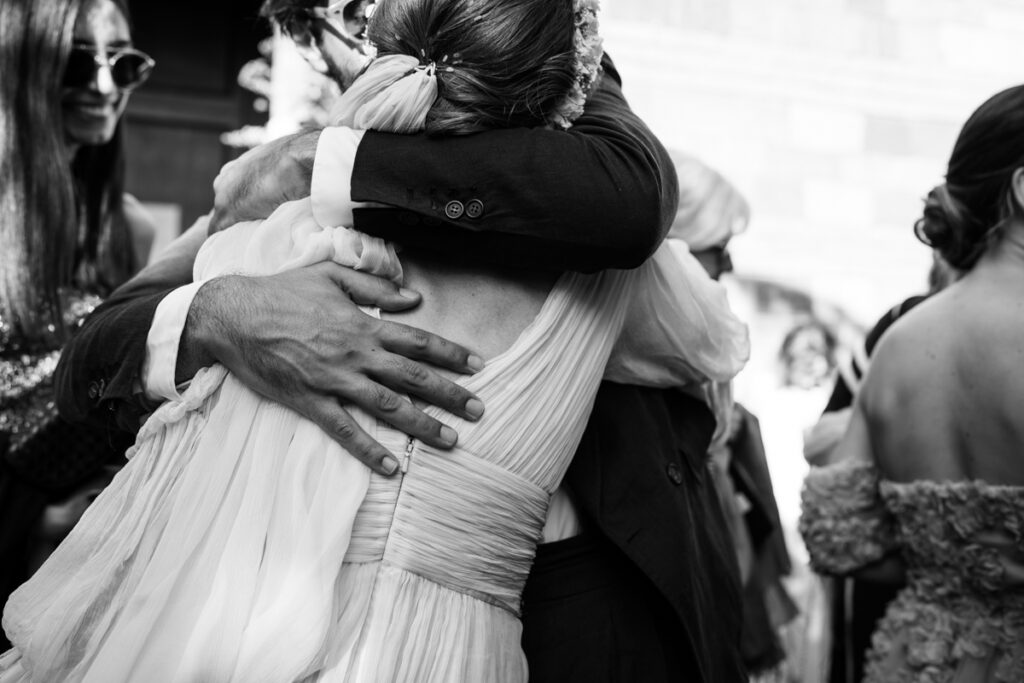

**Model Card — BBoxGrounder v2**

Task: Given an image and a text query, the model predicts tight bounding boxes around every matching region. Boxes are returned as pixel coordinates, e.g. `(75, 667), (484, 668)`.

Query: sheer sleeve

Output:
(194, 200), (402, 284)
(799, 459), (898, 575)
(603, 239), (749, 388)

### Required action
Would you mind transcribing the material exactly, without the pictures?

### Answer
**Model Card — BBoxGrounder v2**

Task: Given an image and a text query, the model predicts tight bounding boxes around every matching region. Boxes are returned as pixel coordinates, e.g. `(75, 667), (484, 668)`.

Query: sheer sleeve

Output:
(194, 200), (402, 284)
(799, 459), (898, 575)
(603, 239), (749, 388)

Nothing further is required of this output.